# SOURCE RECORDS

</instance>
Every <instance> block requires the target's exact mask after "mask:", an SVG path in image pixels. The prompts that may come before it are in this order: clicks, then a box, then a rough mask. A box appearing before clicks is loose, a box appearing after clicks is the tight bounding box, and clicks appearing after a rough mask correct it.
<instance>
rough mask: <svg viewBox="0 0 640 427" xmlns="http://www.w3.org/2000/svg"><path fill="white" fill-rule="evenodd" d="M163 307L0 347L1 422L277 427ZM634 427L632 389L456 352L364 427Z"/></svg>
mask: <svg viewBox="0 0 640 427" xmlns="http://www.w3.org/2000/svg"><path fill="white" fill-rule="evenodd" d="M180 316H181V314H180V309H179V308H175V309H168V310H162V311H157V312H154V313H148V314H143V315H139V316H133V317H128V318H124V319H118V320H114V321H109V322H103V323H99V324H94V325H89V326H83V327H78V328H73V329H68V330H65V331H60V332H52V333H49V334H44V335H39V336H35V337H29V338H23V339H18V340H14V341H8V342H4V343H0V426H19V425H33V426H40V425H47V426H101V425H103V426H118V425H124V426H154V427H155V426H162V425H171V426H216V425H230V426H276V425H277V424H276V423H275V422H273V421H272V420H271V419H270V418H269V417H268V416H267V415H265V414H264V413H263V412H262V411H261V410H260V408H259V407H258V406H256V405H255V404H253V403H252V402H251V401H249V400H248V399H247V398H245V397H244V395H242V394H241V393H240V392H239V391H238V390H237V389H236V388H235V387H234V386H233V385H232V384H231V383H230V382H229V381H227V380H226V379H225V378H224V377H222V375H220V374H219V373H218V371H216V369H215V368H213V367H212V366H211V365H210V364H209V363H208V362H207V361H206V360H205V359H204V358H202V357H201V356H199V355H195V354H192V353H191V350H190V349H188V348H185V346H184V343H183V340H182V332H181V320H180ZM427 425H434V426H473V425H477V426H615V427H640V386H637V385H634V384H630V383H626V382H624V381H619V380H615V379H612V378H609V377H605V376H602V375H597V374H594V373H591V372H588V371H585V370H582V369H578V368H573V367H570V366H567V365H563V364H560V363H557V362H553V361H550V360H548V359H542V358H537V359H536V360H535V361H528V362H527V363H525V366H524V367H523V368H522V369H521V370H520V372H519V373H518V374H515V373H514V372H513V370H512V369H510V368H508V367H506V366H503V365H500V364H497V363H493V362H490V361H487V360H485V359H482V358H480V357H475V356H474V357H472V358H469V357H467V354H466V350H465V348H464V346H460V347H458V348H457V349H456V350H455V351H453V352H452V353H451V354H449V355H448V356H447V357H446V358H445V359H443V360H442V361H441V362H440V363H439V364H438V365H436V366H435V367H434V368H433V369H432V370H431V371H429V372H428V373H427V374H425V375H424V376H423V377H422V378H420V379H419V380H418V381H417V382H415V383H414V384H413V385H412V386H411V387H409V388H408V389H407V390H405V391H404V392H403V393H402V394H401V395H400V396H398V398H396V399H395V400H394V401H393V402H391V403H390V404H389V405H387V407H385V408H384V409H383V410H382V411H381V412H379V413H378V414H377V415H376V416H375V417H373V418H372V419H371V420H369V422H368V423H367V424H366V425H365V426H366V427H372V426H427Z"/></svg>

# WHAT THE TASK REQUIRES
All lines in the data that contain the word "instance" should be copied.

# RESPONSE TO THE TASK
</instance>
Every <instance> block requires the target's exact mask after "mask:", an SVG path in image pixels. The prompts that may come before it are in this order: clicks, then a box, then a rough mask. A box appearing before clicks is loose, a box appearing after clicks is the tight bounding box, and clicks appearing after a rough mask correct it.
<instance>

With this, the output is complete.